#### SELECTION

Inauguration of Donald Trump as
President of the United States
Step Up the Work in Defence of the Rights of All, for Democratic Renewal, an Anti-War Government and Independent Canada!
– Statement of the Communist Party of Canada
(Marxist-Leninist), January 20, 2017 –
Today, Donald Trump is sworn in as the 45th President of the United States. The overriding necessity for the Canadian working people is to concentrate on their own work in defence of their rights. The antidote to the non-stop promotion of the ideological beliefs of both Trump and the official anti-Trump forces is the work to build the independent institutions and voice of the Canadian working class and its allies, and broaden the struggle in defence of rights, for democratic renewal, an anti-war government and an independent Canada.
The extravagant celebrations to inaugurate the presidency of the oligarch Donald Trump as the all-powerful leader to “Make America Great Again” are meant to overwhelm people with awe, trepidation and a feeling of their own powerlessness. The triumphant section of the ruling elite is not only creating a climate of uncertainty but also bestowing on Trump an aura of invincibility, as somebody who will solve all problems by means of a government of police powers. The wealth, celebrity and state-organized police powers behind Trump are to create the impression of an individual who can crush anybody and anything standing in his way. Everything is made a matter of personal beliefs, likes and dislikes not to say hatreds, so as to eliminate the political movements of the working class and others in the United States and those countries caught in the U.S. crosshairs. The U.S. is indispensable and the working people are dispensable. The dispensable are declared incapable of leading themselves and solving their problems; they are to be convinced they need a state-organized oligarch with police powers to do everything for them.
The media and pundits are spreading apprehension and doubt as to the capacity of Canadians to defend their rights and interests in the face of the “great disruptor.” They fail in their duty to Canadians to expose the truth that the election of the oligarch Trump to lead a government of police powers is a sign of weakness and crisis in the U.S., not strength.

########
#### PROVIDED DATA

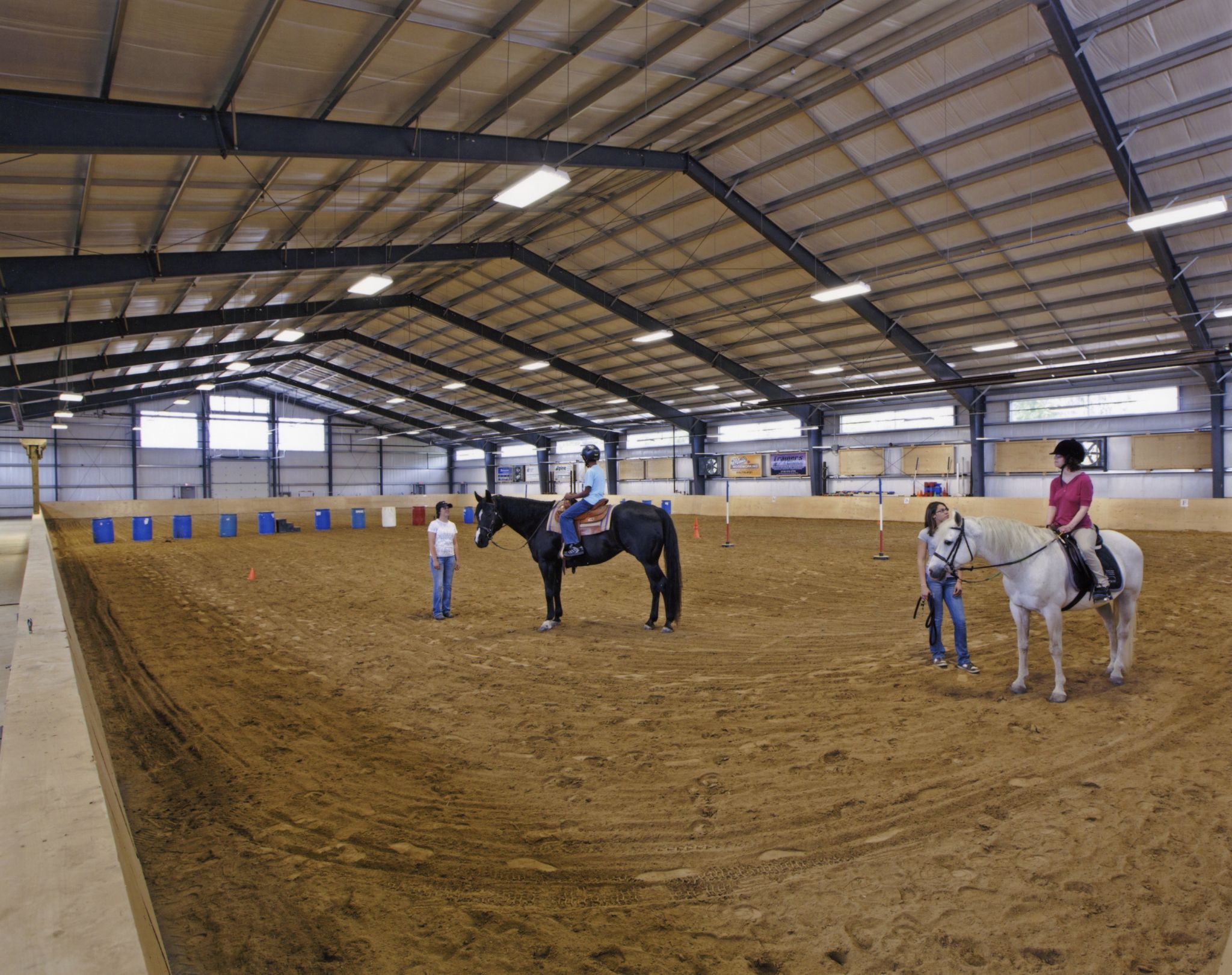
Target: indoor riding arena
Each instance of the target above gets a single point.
(876, 351)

########

Set down the passage of the inauguration statement above verbatim, starting at "The media and" and ending at "U.S., not strength.".

[ANSWER]
The media and pundits are spreading apprehension and doubt as to the capacity of Canadians to defend their rights and interests in the face of the “great disruptor.” They fail in their duty to Canadians to expose the truth that the election of the oligarch Trump to lead a government of police powers is a sign of weakness and crisis in the U.S., not strength.